Evidence of an insidious Pentium Bug?

David McClain

unread,

Sep 2, 1999, 7:00:00 AM9/2/99

to

The code snippet below compiles to a harmless and correct sequence of
Pentium instructions, yet the version that negates by subtraction from zero
works correctly while the direct negation with "FCHS" fails, in the routines
"catanh" and "catanhx".

But direct negation does not always fail, as evidenced by the code in
routines "mip" and "mipx".

The error is not the fault of the CAML compilers, but rather to a sometimes
unfortunate timing clash in the Pentium instruction scheduler. I have
verified, by modifying the code generator in OCAMLOPT, that inserting a code
sequence "FLDZ; FADD" after the generated "FCHG" fixes the problem, but what
else does the Pentium do incorrectly?

This error was first noticed on a 350 MHz Pentium II (P5/MMX) processor
running on WinNT 4.0 (1381 pl 3). But I also verified that the problem
exists on an older 100 MHz Pentium (P5) running RedHat Linux 6.0. That
machine is nearly 5 years old, so the problem has apparently been around for
some time.

My confidence in the Pentium architecture has now been quite badly shaken!

# SUPPLIED DATA
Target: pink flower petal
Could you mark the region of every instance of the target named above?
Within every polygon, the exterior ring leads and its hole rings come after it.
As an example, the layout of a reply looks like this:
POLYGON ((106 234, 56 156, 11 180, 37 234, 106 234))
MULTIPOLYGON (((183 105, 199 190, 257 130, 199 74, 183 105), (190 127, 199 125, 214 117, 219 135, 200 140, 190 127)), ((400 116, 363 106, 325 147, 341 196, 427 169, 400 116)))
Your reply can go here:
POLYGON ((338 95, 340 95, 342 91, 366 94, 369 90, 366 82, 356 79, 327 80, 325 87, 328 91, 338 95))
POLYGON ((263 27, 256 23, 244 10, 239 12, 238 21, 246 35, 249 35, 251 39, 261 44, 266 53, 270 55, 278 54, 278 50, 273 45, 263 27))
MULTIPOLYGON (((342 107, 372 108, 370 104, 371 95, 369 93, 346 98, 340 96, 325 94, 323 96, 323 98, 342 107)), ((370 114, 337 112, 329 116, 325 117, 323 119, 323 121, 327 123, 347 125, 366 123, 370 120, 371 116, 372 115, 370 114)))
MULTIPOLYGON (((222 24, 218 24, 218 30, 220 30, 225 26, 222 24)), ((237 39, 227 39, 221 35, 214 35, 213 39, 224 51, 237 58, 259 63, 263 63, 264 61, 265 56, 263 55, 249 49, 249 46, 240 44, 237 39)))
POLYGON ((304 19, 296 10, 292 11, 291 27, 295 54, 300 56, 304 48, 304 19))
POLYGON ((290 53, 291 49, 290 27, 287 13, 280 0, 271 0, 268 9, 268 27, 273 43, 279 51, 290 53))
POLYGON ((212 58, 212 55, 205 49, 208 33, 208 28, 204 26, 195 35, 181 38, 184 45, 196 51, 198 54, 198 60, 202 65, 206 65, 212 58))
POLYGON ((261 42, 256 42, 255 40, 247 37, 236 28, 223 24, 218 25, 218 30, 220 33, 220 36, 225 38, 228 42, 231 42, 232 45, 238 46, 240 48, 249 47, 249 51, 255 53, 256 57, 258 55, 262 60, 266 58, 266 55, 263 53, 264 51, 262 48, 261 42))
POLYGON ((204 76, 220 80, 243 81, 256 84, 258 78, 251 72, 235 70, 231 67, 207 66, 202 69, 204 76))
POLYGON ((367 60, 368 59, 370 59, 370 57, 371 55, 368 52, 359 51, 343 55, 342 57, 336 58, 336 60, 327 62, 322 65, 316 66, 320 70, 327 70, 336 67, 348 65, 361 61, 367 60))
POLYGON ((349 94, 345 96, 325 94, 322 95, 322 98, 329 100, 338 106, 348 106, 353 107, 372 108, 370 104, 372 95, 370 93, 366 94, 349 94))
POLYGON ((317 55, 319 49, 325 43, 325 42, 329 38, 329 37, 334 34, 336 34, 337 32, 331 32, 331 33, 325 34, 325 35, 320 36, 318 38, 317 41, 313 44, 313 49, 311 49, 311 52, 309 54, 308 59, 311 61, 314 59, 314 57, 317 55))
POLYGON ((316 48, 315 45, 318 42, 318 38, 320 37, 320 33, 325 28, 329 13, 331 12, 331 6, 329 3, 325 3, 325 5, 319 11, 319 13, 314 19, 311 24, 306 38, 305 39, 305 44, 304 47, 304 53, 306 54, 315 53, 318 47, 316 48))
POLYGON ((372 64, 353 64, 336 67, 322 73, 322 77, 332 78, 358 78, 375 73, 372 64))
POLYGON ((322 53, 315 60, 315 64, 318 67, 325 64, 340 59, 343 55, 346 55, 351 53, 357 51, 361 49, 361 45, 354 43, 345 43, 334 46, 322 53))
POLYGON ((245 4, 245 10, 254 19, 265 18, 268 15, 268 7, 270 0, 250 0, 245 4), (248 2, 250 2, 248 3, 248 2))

# WORK INSTRUCTIONS
**1.** Replace "code generator" with "compiler backend" and give the stretch of the Pentium bug post from "The code snippet" through "Pentium do incorrectly?".
**2.** Turn the stretch of the listing from its start through the line containing "POLYGON ((106 234, 56" into a numbered list, leaving out blank lines.

# WORKED SOLUTIONS
**1.**
The code snippet below compiles to a harmless and correct sequence of
Pentium instructions, yet the version that negates by subtraction from zero
works correctly while the direct negation with "FCHS" fails, in the routines
"catanh" and "catanhx".

But direct negation does not always fail, as evidenced by the code in
routines "mip" and "mipx".

The error is not the fault of the CAML compilers, but rather to a sometimes
unfortunate timing clash in the Pentium instruction scheduler. I have
verified, by modifying the compiler backend in OCAMLOPT, that inserting a code
sequence "FLDZ; FADD" after the generated "FCHG" fixes the problem, but what
else does the Pentium do incorrectly?

**2.**
1. Target: pink flower petal
2. Could you mark the region of every instance of the target named above?
3. Within every polygon, the exterior ring leads and its hole rings come after it.
4. As an example, the layout of a reply looks like this:
5. POLYGON ((106 234, 56 156, 11 180, 37 234, 106 234))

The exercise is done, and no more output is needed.